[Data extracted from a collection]
----------------------------------------

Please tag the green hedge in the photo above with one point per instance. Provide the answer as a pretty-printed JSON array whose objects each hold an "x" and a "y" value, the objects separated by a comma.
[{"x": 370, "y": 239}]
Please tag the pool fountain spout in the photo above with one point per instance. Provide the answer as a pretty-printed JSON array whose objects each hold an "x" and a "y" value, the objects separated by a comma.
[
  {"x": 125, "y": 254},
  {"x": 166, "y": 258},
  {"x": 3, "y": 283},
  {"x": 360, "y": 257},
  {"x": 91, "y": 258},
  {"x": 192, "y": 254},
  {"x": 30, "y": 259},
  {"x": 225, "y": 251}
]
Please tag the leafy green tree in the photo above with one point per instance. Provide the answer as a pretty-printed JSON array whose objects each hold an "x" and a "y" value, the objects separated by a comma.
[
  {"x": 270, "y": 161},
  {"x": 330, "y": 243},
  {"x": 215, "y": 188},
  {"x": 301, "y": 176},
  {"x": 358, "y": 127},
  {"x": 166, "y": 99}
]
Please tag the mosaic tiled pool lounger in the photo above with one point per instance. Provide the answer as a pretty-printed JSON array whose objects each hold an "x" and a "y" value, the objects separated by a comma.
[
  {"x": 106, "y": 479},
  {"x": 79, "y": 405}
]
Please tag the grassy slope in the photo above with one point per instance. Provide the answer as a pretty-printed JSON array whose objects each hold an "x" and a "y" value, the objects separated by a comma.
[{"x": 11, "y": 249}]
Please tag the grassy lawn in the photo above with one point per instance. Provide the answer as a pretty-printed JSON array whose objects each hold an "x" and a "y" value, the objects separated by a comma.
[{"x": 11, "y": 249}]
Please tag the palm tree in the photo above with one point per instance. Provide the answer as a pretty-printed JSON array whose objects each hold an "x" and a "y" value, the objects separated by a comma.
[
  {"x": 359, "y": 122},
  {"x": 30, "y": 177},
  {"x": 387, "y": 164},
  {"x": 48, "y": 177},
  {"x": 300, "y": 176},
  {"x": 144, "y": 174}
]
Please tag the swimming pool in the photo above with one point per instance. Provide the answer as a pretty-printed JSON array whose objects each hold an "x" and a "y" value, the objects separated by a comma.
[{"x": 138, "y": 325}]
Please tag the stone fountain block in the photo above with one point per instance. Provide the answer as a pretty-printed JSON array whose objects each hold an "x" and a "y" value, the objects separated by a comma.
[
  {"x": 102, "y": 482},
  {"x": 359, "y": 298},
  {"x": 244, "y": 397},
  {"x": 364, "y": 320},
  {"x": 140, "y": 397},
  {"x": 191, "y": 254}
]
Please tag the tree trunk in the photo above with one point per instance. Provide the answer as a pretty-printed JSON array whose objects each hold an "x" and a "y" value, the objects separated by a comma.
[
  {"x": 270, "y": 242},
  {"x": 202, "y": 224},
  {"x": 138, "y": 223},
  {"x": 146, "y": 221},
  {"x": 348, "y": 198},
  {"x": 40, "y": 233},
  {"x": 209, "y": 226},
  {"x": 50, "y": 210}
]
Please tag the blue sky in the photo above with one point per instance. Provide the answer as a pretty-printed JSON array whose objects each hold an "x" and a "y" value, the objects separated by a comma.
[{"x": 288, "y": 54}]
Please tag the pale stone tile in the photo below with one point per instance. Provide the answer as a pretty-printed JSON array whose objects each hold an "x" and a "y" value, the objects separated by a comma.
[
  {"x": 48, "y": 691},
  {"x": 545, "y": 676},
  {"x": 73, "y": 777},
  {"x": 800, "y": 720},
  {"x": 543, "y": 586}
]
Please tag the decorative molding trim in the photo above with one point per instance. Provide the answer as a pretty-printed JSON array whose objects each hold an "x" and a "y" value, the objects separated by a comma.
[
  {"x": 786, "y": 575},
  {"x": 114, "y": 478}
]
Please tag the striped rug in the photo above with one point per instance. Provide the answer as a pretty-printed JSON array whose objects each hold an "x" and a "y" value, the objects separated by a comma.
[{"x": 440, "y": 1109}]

----------------------------------------

## Task item
This exercise calls for repeating every line of the data exactly.

## Exercise answer
Please tag the green hedge in the photo above with one point per instance. Provide the answer as a pretty-printed JSON array whose objects each hold an "x" and a "y" value, the objects separated by a comma.
[{"x": 370, "y": 239}]
Please tag the pool fountain spout in the photo above with one point per instance. Provide the answer as a pretty-printed JSON array whose objects each hold an "x" and a "y" value, the objects separated by a comma.
[
  {"x": 125, "y": 254},
  {"x": 166, "y": 258},
  {"x": 3, "y": 283},
  {"x": 360, "y": 257},
  {"x": 91, "y": 258},
  {"x": 192, "y": 254},
  {"x": 30, "y": 259},
  {"x": 225, "y": 251}
]
Please tag the leafy green tree in the photo above with one point per instance. Provide the answer as a pretty-printed JSON array whose objects each hold an "x" and a "y" value, the objects separated by a comma.
[
  {"x": 270, "y": 161},
  {"x": 330, "y": 243},
  {"x": 215, "y": 188},
  {"x": 301, "y": 176},
  {"x": 358, "y": 127},
  {"x": 166, "y": 99}
]
Please tag the mosaic tiled pool lounger in the photo above with one point per instance. Provide the answer as a pretty-printed JSON array whose objects each hold an "x" and a "y" value, the objects separated by a comma.
[
  {"x": 106, "y": 479},
  {"x": 79, "y": 405}
]
Please tag the grassy slope in the photo above with one point per instance. Provide the answer as a pretty-printed JSON array whose objects each hold an "x" and a "y" value, the objects separated by a comma.
[{"x": 11, "y": 249}]
Please tag the grassy lawn in the photo above with one point per instance. Provide the answer as a pretty-printed JSON array whose objects each hold an "x" and a "y" value, the objects separated by a comma.
[{"x": 11, "y": 249}]
Please tag the palm tree in the photo above with one point per instance. Provide the answer as a pretty-printed JSON array whose objects each hold an "x" and a "y" value, the objects separated by a comma.
[
  {"x": 359, "y": 122},
  {"x": 30, "y": 177},
  {"x": 387, "y": 164},
  {"x": 48, "y": 177},
  {"x": 300, "y": 176},
  {"x": 144, "y": 174}
]
Please tag the swimming pool in the photo above with one point per instance. Provide the answer as a pretty-printed JSON array whose objects each hold an "x" and a "y" value, the objects separated by a comma.
[{"x": 138, "y": 325}]
Please tag the stone fountain block in the photo above with one point per instance. Provide the answer as a pretty-printed JSON array whose objects each hold an "x" and a "y" value, the objects separated by a comma.
[
  {"x": 102, "y": 482},
  {"x": 359, "y": 298},
  {"x": 244, "y": 397},
  {"x": 364, "y": 320},
  {"x": 140, "y": 397},
  {"x": 191, "y": 254}
]
Please tag the tree trunk in the photo above with one point per instance. Provide the answer as a pretty-printed JSON array whose objects each hold an "x" and a "y" value, the objects separated by a comma.
[
  {"x": 270, "y": 242},
  {"x": 202, "y": 224},
  {"x": 138, "y": 223},
  {"x": 146, "y": 221},
  {"x": 348, "y": 198},
  {"x": 40, "y": 233},
  {"x": 209, "y": 226},
  {"x": 50, "y": 210}
]
Please tag the blue sky in the photo above with one point per instance. Provide the answer as a pretty-printed JSON array whose objects each hold an "x" and a "y" value, the objects separated by a comma.
[{"x": 288, "y": 54}]
Please tag the pale stone tile in the photo below with one point per instance. Provide the answer as a pretty-printed JSON array whose objects each hold an "x" and a "y" value, the objects separated by a comma.
[
  {"x": 48, "y": 691},
  {"x": 545, "y": 676},
  {"x": 73, "y": 777},
  {"x": 800, "y": 720},
  {"x": 543, "y": 586}
]
Please tag the decorative molding trim in the photo above with one point per instance. Provide the answer as a pretty-printed JSON array whose objects each hold an "x" and a "y" value, the objects separated by a comma.
[
  {"x": 786, "y": 575},
  {"x": 114, "y": 478}
]
Please tag the striped rug in the photo above with one point per instance. Provide the answer as a pretty-printed JSON array whose objects each hold an "x" and a "y" value, the objects separated by a comma.
[{"x": 440, "y": 1109}]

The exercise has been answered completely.